**ASSIGNMENT:** All of the data must be written out verbatim, with pictures excluded.

**Dataset entries:**
-- Opening Marker --

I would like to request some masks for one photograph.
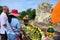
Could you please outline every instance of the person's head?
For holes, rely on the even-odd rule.
[[[11,19],[12,19],[12,18],[16,18],[16,17],[18,17],[18,16],[20,16],[19,13],[18,13],[18,10],[13,9],[13,10],[10,12],[9,17],[8,17],[9,23],[11,23]]]
[[[3,6],[3,12],[5,12],[5,13],[8,12],[8,7],[7,6]]]

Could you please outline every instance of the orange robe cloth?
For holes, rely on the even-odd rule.
[[[52,11],[51,19],[53,24],[60,22],[60,0]]]

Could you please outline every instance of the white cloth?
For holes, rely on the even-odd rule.
[[[0,34],[5,34],[5,31],[7,31],[7,29],[3,26],[4,24],[6,24],[7,19],[8,18],[6,13],[2,12],[0,15],[0,22],[1,22]]]

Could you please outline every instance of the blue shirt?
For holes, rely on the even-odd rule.
[[[19,34],[18,31],[21,29],[20,21],[17,18],[12,18],[11,20],[11,26],[14,29],[14,32],[12,31],[9,22],[7,21],[7,34]]]

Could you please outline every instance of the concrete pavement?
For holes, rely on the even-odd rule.
[[[1,40],[1,35],[0,35],[0,40]]]

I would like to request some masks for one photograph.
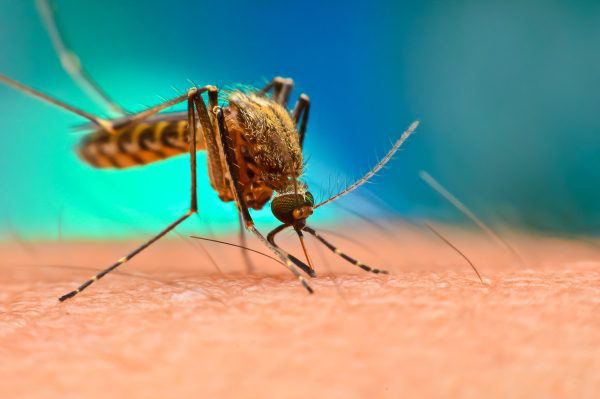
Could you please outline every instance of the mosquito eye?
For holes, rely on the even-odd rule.
[[[271,211],[281,222],[293,224],[296,221],[294,210],[304,206],[312,207],[313,204],[314,198],[312,194],[308,192],[305,195],[282,194],[273,198],[273,201],[271,201]]]
[[[304,205],[313,206],[315,204],[315,198],[308,191],[306,192],[306,194],[304,194],[304,197],[305,197]]]
[[[283,194],[273,198],[271,211],[283,223],[294,222],[294,209],[304,205],[304,198],[300,194]]]

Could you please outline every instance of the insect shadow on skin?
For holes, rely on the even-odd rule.
[[[37,4],[65,71],[86,92],[92,93],[99,103],[120,117],[100,118],[4,75],[0,75],[0,81],[89,120],[93,130],[82,137],[76,152],[92,167],[123,169],[185,153],[190,155],[191,166],[191,198],[188,211],[132,252],[89,278],[77,289],[61,296],[61,302],[82,292],[198,212],[197,150],[205,150],[207,153],[210,184],[219,198],[224,202],[236,203],[243,227],[267,246],[309,293],[313,290],[300,270],[311,277],[315,277],[316,273],[306,252],[304,232],[313,235],[332,252],[365,271],[387,273],[385,270],[371,268],[343,253],[308,226],[306,220],[317,208],[355,190],[381,170],[417,128],[417,121],[409,126],[390,151],[366,175],[315,205],[307,185],[300,180],[304,167],[302,148],[310,100],[308,96],[301,94],[294,108],[288,110],[289,97],[294,86],[291,79],[276,77],[261,90],[230,91],[225,96],[226,104],[219,104],[219,90],[215,86],[192,87],[186,94],[144,111],[128,114],[123,107],[110,99],[85,71],[79,58],[67,48],[47,1],[38,0]],[[208,97],[208,106],[204,95]],[[161,113],[184,102],[187,103],[187,112]],[[269,200],[273,215],[282,224],[265,237],[255,227],[249,209],[260,210]],[[308,265],[287,253],[275,242],[276,235],[290,227],[300,239]]]

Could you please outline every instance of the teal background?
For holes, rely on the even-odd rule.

-- Closing Marker --

**OUTPUT OF THE TASK:**
I would like to request some masks for one photograph.
Could you please outline every instance of the person's head?
For holes, rely on the even-odd rule.
[[[11,19],[12,19],[12,18],[16,18],[16,17],[18,17],[18,16],[20,16],[19,13],[18,13],[18,10],[13,9],[13,10],[10,12],[9,17],[8,17],[9,23],[11,23]]]
[[[3,6],[3,12],[5,12],[5,13],[8,12],[8,7],[7,6]]]

Could you please outline every instance of the orange robe cloth?
For holes, rely on the even-odd rule.
[[[52,11],[51,19],[53,24],[60,22],[60,0]]]

Could you please outline every instance of the white cloth?
For holes, rely on the even-odd rule.
[[[0,34],[5,34],[5,31],[7,31],[7,29],[3,26],[4,24],[6,24],[7,19],[8,18],[6,13],[2,12],[0,15],[0,22],[1,22]]]

Could you please outline every instance of the blue shirt?
For holes, rely on the even-odd rule.
[[[19,34],[18,31],[21,29],[20,21],[17,18],[12,18],[11,20],[11,26],[14,29],[14,32],[12,31],[9,22],[7,21],[7,34]]]

Could you please outline every instance of the concrete pavement?
For holes, rely on the even-odd rule.
[[[1,40],[1,35],[0,35],[0,40]]]

I would like to request some masks for one photograph.
Could you please outline every instance of the mosquito eye?
For holes, rely on the even-odd rule.
[[[271,211],[281,222],[293,224],[296,221],[294,210],[304,206],[312,207],[313,204],[314,198],[312,194],[308,192],[305,195],[282,194],[273,198],[273,201],[271,201]]]
[[[304,205],[313,206],[315,204],[315,198],[308,191],[306,192],[306,194],[304,194],[304,197],[305,197]]]
[[[283,194],[273,198],[271,211],[283,223],[294,222],[294,209],[304,205],[304,198],[300,194]]]

Could you please outline every instance of the insect shadow on skin?
For holes, rely on the even-odd rule.
[[[37,4],[65,71],[86,92],[92,93],[99,103],[120,117],[100,118],[4,75],[0,75],[0,81],[89,120],[93,130],[82,137],[76,152],[92,167],[123,169],[185,153],[190,155],[191,166],[191,198],[188,211],[132,252],[89,278],[77,289],[61,296],[61,302],[82,292],[198,212],[197,150],[205,150],[207,153],[210,184],[219,198],[224,202],[236,203],[243,227],[267,246],[309,293],[313,290],[300,270],[311,277],[315,277],[316,273],[306,252],[304,232],[313,235],[332,252],[365,271],[387,273],[385,270],[371,268],[343,253],[308,226],[306,220],[317,208],[355,190],[381,170],[417,128],[417,121],[409,126],[390,151],[366,175],[315,205],[307,185],[300,180],[304,167],[302,148],[310,100],[308,96],[301,94],[294,108],[288,110],[289,97],[294,86],[291,79],[276,77],[261,90],[230,91],[225,96],[226,104],[219,104],[219,90],[215,86],[192,87],[186,94],[144,111],[128,114],[123,107],[110,99],[85,71],[79,58],[67,48],[47,1],[38,0]],[[208,97],[208,106],[204,95]],[[161,113],[184,102],[187,103],[187,112]],[[269,200],[273,215],[282,224],[265,237],[255,227],[249,209],[260,210]],[[308,265],[287,253],[275,242],[276,235],[290,227],[300,239]]]

Could you please outline every instance of the teal background?
For holes, rely on the even-odd rule.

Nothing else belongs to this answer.